**EXERCISE AIM:**
Copy down all of the records below word for word, leaving out the pictures.
-- Begin --
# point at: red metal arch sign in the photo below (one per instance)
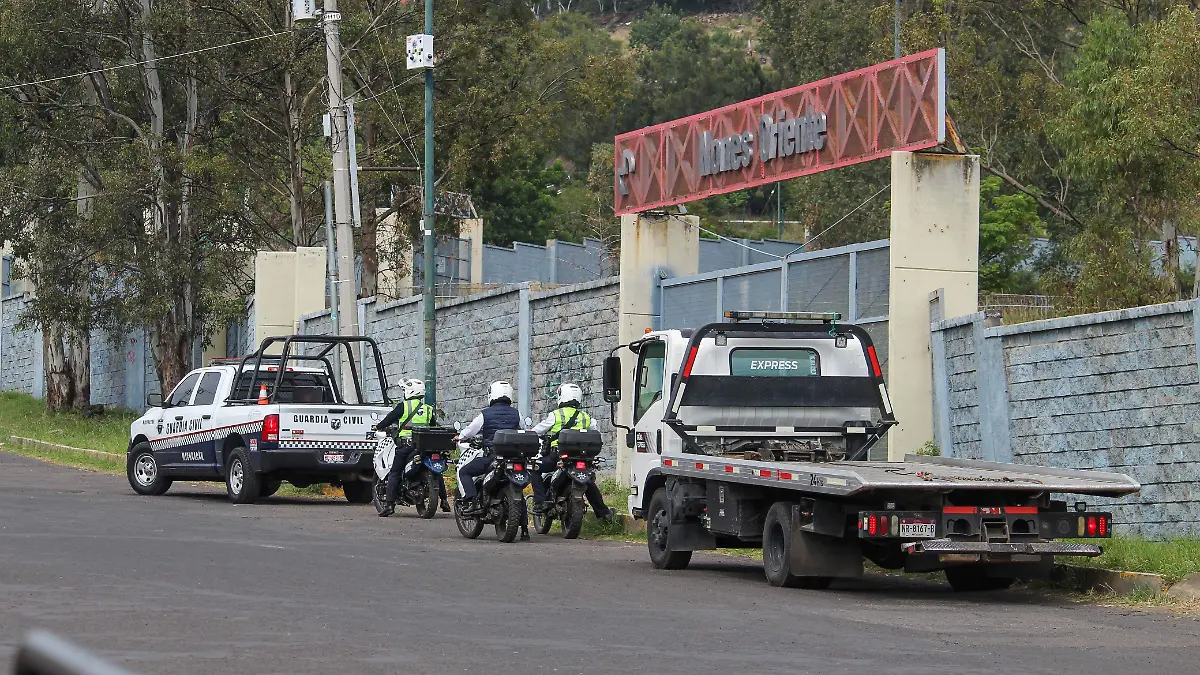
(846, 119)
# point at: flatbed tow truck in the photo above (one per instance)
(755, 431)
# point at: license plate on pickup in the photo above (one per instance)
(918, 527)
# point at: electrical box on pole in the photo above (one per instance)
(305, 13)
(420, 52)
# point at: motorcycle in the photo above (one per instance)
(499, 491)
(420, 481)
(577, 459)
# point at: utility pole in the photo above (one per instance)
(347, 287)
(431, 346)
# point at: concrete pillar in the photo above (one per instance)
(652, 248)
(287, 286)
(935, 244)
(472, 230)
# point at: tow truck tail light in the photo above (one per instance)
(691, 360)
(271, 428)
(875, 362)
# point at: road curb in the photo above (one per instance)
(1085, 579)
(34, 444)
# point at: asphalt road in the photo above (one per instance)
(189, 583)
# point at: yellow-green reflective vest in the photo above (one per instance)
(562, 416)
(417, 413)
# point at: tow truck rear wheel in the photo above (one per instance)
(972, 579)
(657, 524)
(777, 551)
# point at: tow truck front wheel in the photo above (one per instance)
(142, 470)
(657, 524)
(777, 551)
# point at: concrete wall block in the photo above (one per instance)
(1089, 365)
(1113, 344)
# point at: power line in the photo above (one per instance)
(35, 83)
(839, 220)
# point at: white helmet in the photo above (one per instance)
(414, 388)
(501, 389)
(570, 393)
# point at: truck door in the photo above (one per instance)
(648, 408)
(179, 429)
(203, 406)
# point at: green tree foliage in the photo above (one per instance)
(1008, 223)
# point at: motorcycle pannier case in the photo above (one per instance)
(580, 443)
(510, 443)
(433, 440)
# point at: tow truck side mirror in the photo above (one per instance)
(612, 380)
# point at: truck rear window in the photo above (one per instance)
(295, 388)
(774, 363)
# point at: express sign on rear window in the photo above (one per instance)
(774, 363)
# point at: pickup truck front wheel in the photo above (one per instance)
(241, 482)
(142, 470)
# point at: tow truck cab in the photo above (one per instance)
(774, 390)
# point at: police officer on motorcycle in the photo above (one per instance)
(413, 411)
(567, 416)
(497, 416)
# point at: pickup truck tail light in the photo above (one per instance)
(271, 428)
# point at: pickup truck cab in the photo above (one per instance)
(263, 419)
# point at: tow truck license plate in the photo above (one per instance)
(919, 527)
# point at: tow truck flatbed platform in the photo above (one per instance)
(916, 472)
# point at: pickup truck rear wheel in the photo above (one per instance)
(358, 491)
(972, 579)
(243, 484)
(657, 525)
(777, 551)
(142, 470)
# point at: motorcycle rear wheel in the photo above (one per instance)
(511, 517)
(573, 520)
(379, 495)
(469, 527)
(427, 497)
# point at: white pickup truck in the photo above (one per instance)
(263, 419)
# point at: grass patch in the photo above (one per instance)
-- End --
**IN RESPONSE:**
# point at: red metal arch sign in the photo below (one per instance)
(846, 119)
# point at: flatbed tow truck in the photo above (one per instance)
(755, 431)
# point at: license plate on pickup in the photo above (one per instance)
(918, 527)
# point at: electrical box on pole in the photo above (one per instance)
(305, 13)
(420, 52)
# point at: motorcycle in the photo above (one per instance)
(499, 491)
(420, 481)
(577, 459)
# point at: utility pole in the photo above (one per instance)
(347, 287)
(431, 346)
# point at: concrete pillar in the photo above (one per instance)
(652, 248)
(287, 286)
(935, 244)
(472, 230)
# point at: tow truck tail light in the photo above (one per instance)
(691, 360)
(271, 428)
(875, 362)
# point at: road curb in the photo above (one per instance)
(1085, 579)
(34, 444)
# point at: asphalt road in the photo above (one per instance)
(189, 583)
# point at: yellow-green reflective vest in the photo above (one per instance)
(562, 416)
(417, 413)
# point at: tow truck rear wheel in the photo above (one per instance)
(972, 579)
(657, 524)
(777, 551)
# point at: tow truck front wheel in the photo above (one per instance)
(142, 470)
(657, 524)
(777, 551)
# point at: concrete wall block in the photo above (one per instance)
(1089, 365)
(1113, 344)
# point at: power line in the photo above (one per instance)
(35, 83)
(839, 220)
# point at: white helmet in the photo above (one per instance)
(414, 388)
(501, 389)
(570, 393)
# point at: truck door in the photo above (one per instance)
(648, 408)
(179, 429)
(203, 406)
# point at: green tree foliage in the photo above (one per instance)
(1008, 223)
# point at: motorcycle pannier case in the photo above (one per instance)
(580, 443)
(510, 443)
(433, 440)
# point at: tow truck side mirror in the photo above (one per instance)
(612, 380)
# point at: truck rear window in the photo above (one per instance)
(295, 388)
(774, 363)
# point at: express sign on rear window in the photo above (one per instance)
(774, 363)
# point at: pickup truck front wheel in the photo above (one per instance)
(241, 482)
(142, 470)
# point at: tow truck cab in the photo above (one per instance)
(774, 390)
# point at: police officer on motorcycle in the photo above (one per instance)
(413, 411)
(567, 416)
(497, 416)
# point at: pickup truck tail light in the photo above (one per instance)
(271, 428)
# point at: pickup truck cab in the photo above (one per instance)
(263, 419)
# point at: tow truck license plate in the photo above (one per instance)
(919, 527)
# point at: tow truck flatbed platform in the photo above (one per instance)
(916, 472)
# point at: pickup truck rear wheel in the photo above (one per instance)
(358, 491)
(972, 579)
(243, 484)
(657, 525)
(777, 551)
(142, 470)
# point at: motorcycle rear wheel in the photo above (one per instance)
(511, 517)
(573, 520)
(379, 495)
(469, 527)
(427, 497)
# point at: white pickup truck in the photo above (one per instance)
(263, 419)
# point at: grass patch in the photo above (one per instance)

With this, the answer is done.